■ **SET PROBLEM**
Your task is to give the listing below back word for word, pictures excluded.

■ **RECORDED INFORMATION**
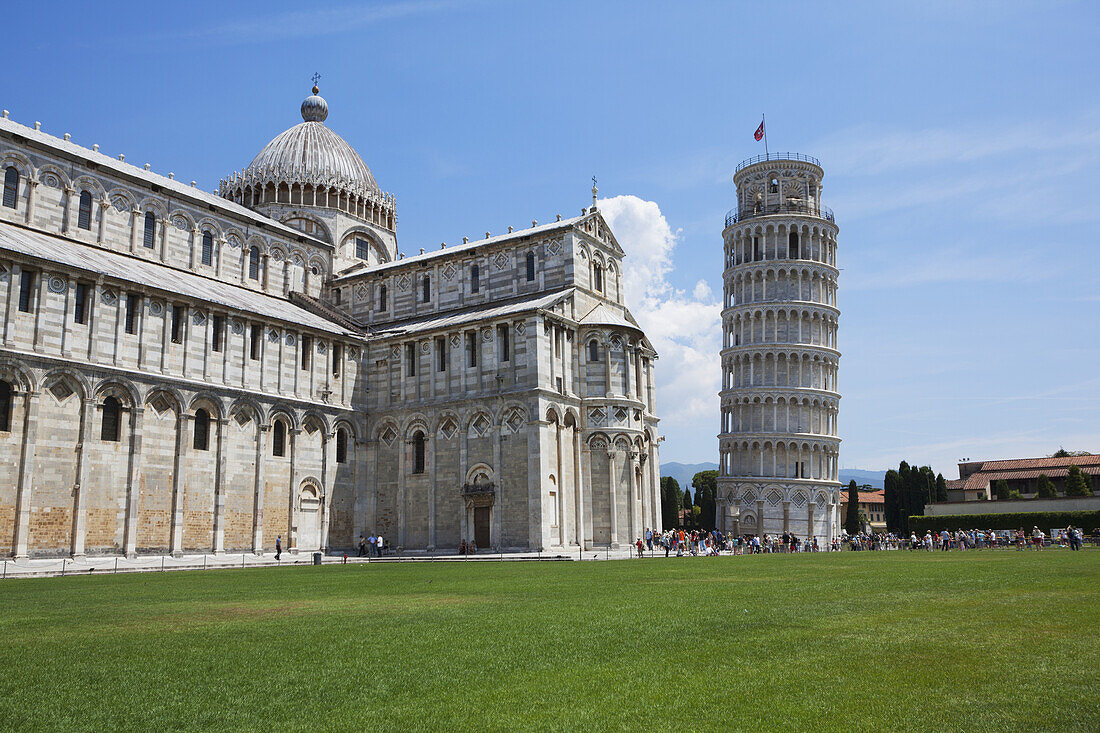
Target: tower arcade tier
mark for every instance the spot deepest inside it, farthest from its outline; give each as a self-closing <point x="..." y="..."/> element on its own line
<point x="778" y="442"/>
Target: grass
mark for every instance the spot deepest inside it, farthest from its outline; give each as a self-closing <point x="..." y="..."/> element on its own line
<point x="877" y="641"/>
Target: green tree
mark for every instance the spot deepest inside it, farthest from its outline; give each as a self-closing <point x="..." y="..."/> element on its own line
<point x="941" y="488"/>
<point x="1077" y="484"/>
<point x="851" y="514"/>
<point x="670" y="501"/>
<point x="706" y="489"/>
<point x="1044" y="488"/>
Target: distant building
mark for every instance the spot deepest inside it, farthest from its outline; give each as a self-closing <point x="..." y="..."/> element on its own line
<point x="872" y="504"/>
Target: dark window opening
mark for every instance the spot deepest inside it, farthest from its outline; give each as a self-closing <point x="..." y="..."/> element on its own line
<point x="207" y="248"/>
<point x="418" y="451"/>
<point x="10" y="186"/>
<point x="6" y="393"/>
<point x="133" y="303"/>
<point x="109" y="426"/>
<point x="80" y="304"/>
<point x="278" y="438"/>
<point x="218" y="328"/>
<point x="201" y="429"/>
<point x="149" y="236"/>
<point x="25" y="290"/>
<point x="341" y="446"/>
<point x="307" y="348"/>
<point x="177" y="324"/>
<point x="84" y="215"/>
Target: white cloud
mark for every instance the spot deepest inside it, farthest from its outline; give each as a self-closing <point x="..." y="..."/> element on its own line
<point x="685" y="328"/>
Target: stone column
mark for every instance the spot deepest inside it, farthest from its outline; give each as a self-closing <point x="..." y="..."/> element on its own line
<point x="257" y="504"/>
<point x="130" y="532"/>
<point x="219" y="485"/>
<point x="178" y="485"/>
<point x="25" y="474"/>
<point x="80" y="488"/>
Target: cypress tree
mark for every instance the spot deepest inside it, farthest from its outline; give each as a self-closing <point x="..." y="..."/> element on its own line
<point x="851" y="514"/>
<point x="1076" y="483"/>
<point x="1044" y="488"/>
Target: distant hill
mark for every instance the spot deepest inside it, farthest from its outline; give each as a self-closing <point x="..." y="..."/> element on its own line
<point x="683" y="473"/>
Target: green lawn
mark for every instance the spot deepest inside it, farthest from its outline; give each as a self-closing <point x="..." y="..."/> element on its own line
<point x="979" y="641"/>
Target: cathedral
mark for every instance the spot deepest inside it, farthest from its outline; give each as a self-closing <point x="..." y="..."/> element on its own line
<point x="191" y="372"/>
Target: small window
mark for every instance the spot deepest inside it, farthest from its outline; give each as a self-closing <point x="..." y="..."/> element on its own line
<point x="201" y="429"/>
<point x="25" y="290"/>
<point x="418" y="452"/>
<point x="109" y="426"/>
<point x="177" y="324"/>
<point x="278" y="438"/>
<point x="254" y="263"/>
<point x="218" y="330"/>
<point x="441" y="353"/>
<point x="6" y="406"/>
<point x="149" y="236"/>
<point x="471" y="348"/>
<point x="502" y="337"/>
<point x="207" y="248"/>
<point x="10" y="186"/>
<point x="307" y="349"/>
<point x="341" y="446"/>
<point x="80" y="304"/>
<point x="133" y="304"/>
<point x="84" y="215"/>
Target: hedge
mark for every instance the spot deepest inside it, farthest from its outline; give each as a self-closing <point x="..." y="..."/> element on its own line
<point x="1087" y="521"/>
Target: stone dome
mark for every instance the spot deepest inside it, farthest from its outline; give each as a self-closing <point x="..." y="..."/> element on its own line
<point x="310" y="154"/>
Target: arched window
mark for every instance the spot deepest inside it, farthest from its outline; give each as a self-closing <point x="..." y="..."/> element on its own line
<point x="278" y="438"/>
<point x="201" y="430"/>
<point x="418" y="444"/>
<point x="207" y="248"/>
<point x="341" y="446"/>
<point x="254" y="263"/>
<point x="84" y="215"/>
<point x="109" y="428"/>
<point x="149" y="236"/>
<point x="10" y="186"/>
<point x="4" y="406"/>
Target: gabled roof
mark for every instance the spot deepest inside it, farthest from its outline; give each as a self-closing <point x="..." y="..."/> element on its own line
<point x="453" y="318"/>
<point x="173" y="186"/>
<point x="128" y="269"/>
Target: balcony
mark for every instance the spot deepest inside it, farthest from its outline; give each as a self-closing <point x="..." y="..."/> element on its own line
<point x="791" y="206"/>
<point x="777" y="157"/>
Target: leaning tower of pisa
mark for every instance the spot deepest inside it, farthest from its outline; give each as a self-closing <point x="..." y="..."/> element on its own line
<point x="779" y="446"/>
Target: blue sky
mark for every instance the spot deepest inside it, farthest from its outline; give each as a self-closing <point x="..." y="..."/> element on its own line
<point x="960" y="143"/>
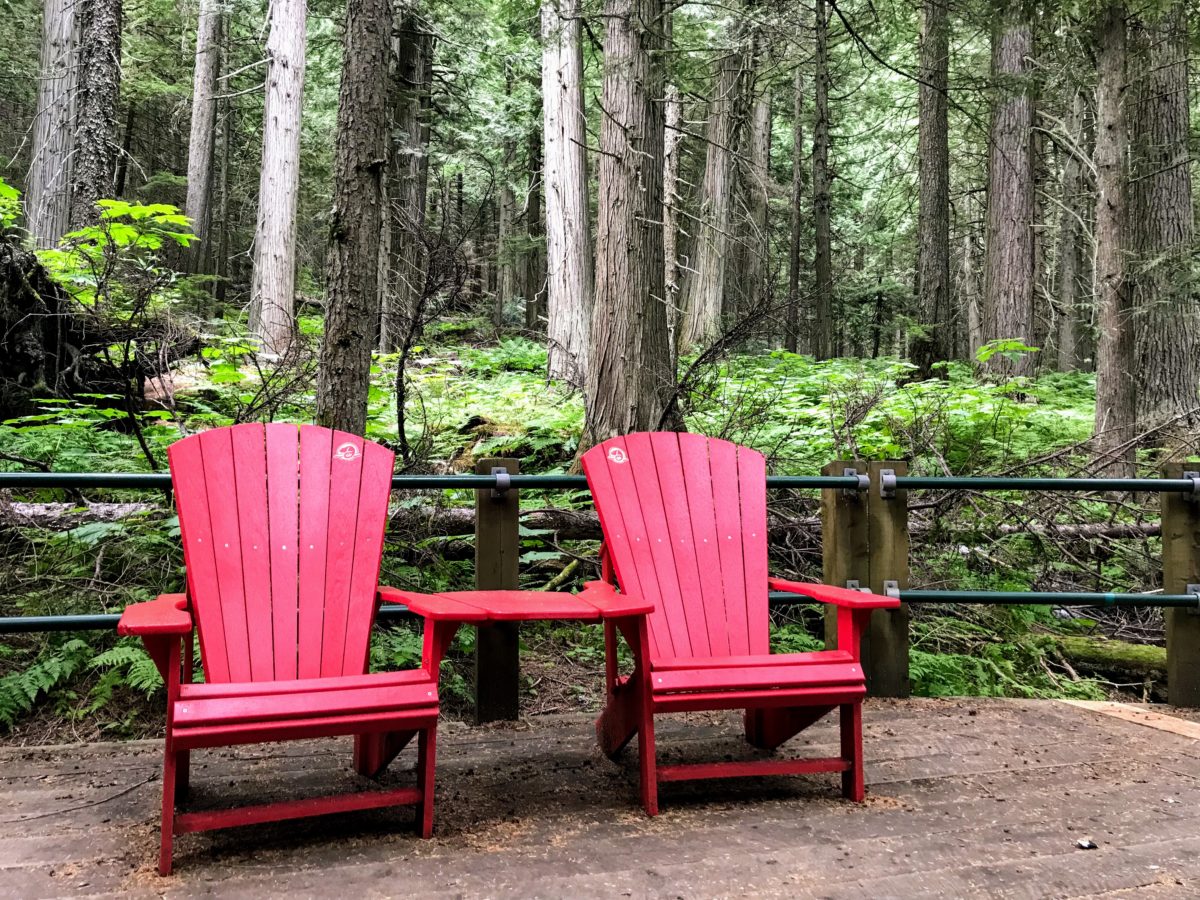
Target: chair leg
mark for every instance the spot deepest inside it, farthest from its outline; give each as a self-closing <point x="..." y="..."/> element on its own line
<point x="426" y="760"/>
<point x="646" y="757"/>
<point x="183" y="774"/>
<point x="853" y="786"/>
<point x="167" y="833"/>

■ **SOLUTION**
Target: tower arcade tier
mark for every instance the spot deepest inside it, farthest from its outline; give each as a self-closing <point x="..." y="..."/> element on its own line
<point x="778" y="442"/>
Target: grass
mark for every instance the spot deepest inside it, farthest from its outline; give each as a self-closing <point x="..." y="..."/> element on its own line
<point x="877" y="641"/>
Target: green tree
mark for every instance the spot deepest inside it, farthest from its outline; give each as a self-closing <point x="..." y="..."/> element on its own line
<point x="941" y="488"/>
<point x="1077" y="484"/>
<point x="851" y="514"/>
<point x="670" y="501"/>
<point x="706" y="489"/>
<point x="1044" y="488"/>
Target: distant building
mark for every instance the spot deepest inside it, farthest from its outline; give each as a self-closing <point x="..." y="..."/> element on its own line
<point x="872" y="504"/>
Target: dark window opening
mark for every instance the spot deepest inside it, farthest from its outline; give each as a self-closing <point x="..." y="..."/> element on its own line
<point x="207" y="248"/>
<point x="418" y="451"/>
<point x="10" y="186"/>
<point x="6" y="393"/>
<point x="133" y="303"/>
<point x="109" y="426"/>
<point x="80" y="304"/>
<point x="278" y="438"/>
<point x="218" y="328"/>
<point x="201" y="429"/>
<point x="149" y="236"/>
<point x="25" y="290"/>
<point x="341" y="446"/>
<point x="307" y="348"/>
<point x="177" y="324"/>
<point x="84" y="215"/>
Target: white cloud
mark for every instance the spot deepest inside it, farthest from its outline; give each as a self-closing <point x="..." y="..."/> element on its own line
<point x="685" y="328"/>
Target: stone column
mark for every instance the spot deepest inside it, farthest from its outline; give each as a self-closing <point x="..." y="..."/> element on its own line
<point x="257" y="504"/>
<point x="130" y="532"/>
<point x="219" y="485"/>
<point x="178" y="485"/>
<point x="25" y="474"/>
<point x="80" y="488"/>
Target: cypress tree
mark for every instance the spot deepest inside it, farthest from its outline; give each as a self-closing <point x="..." y="..."/> element on its own line
<point x="851" y="514"/>
<point x="1076" y="483"/>
<point x="1044" y="488"/>
Target: distant hill
mark for every instance the spot deepest inside it, farthest from its outline; give each as a self-closing <point x="..." y="..."/> element on its own line
<point x="683" y="473"/>
Target: green lawn
mark for every instance the spot deepest inside it, farthest from its outline; give each as a self-closing <point x="..." y="..."/> element on its own line
<point x="979" y="641"/>
Target: cathedral
mark for every instance the spot deepest inside it, farthest from its outline; give each as a self-closing <point x="..." y="..."/> element on its own line
<point x="191" y="372"/>
Target: small window
mark for every instance the spot deepest inside it, farthest from its outline; give each as a self-closing <point x="..." y="..."/> element on its own line
<point x="201" y="429"/>
<point x="25" y="290"/>
<point x="418" y="452"/>
<point x="109" y="426"/>
<point x="177" y="324"/>
<point x="278" y="438"/>
<point x="254" y="263"/>
<point x="218" y="330"/>
<point x="441" y="353"/>
<point x="6" y="406"/>
<point x="149" y="236"/>
<point x="471" y="348"/>
<point x="502" y="337"/>
<point x="207" y="248"/>
<point x="10" y="186"/>
<point x="307" y="349"/>
<point x="341" y="446"/>
<point x="80" y="304"/>
<point x="133" y="304"/>
<point x="84" y="215"/>
Target: hedge
mark for every instance the spot deepest inside it, farthest from its outline; give each as a self-closing <point x="..." y="..."/> element on its own line
<point x="1087" y="521"/>
Target: stone dome
mark for every instance the spot deepest inside it, farthest from its outline; give each as a self-closing <point x="..." y="..."/> element on its own line
<point x="310" y="154"/>
Target: arched window
mark for every instance the spot deepest inside it, farthest from its outline; give each as a self-closing <point x="..." y="..."/> element on its own line
<point x="278" y="438"/>
<point x="201" y="430"/>
<point x="418" y="444"/>
<point x="207" y="248"/>
<point x="341" y="446"/>
<point x="254" y="263"/>
<point x="84" y="215"/>
<point x="109" y="428"/>
<point x="149" y="236"/>
<point x="10" y="186"/>
<point x="4" y="406"/>
Target: gabled roof
mark for every instance the spot deepest inside it, farthest from its outline; give each as a self-closing <point x="..." y="..."/> element on its own line
<point x="453" y="318"/>
<point x="173" y="186"/>
<point x="128" y="269"/>
Target: balcony
mark for every instance the spot deepest inside it, farthest from its outline; give each as a self-closing <point x="..." y="..."/> element on its own line
<point x="791" y="206"/>
<point x="777" y="157"/>
Target: leaning tower of pisa
mark for every instance the spot deepest inside it, farthest from its outline; give each as a self-closing <point x="..." y="..."/> element on its own line
<point x="779" y="446"/>
Target: blue sky
mark for every instance the spot deepest inside it, farthest from its outline; give each as a self-closing <point x="..." y="..."/> element on its own line
<point x="960" y="143"/>
Target: chair leg
mark for every instance the spot deepest inside it, farthest from its outline; give each as a self-closing <point x="..." y="..."/> element on its own line
<point x="426" y="760"/>
<point x="646" y="757"/>
<point x="183" y="774"/>
<point x="853" y="786"/>
<point x="167" y="833"/>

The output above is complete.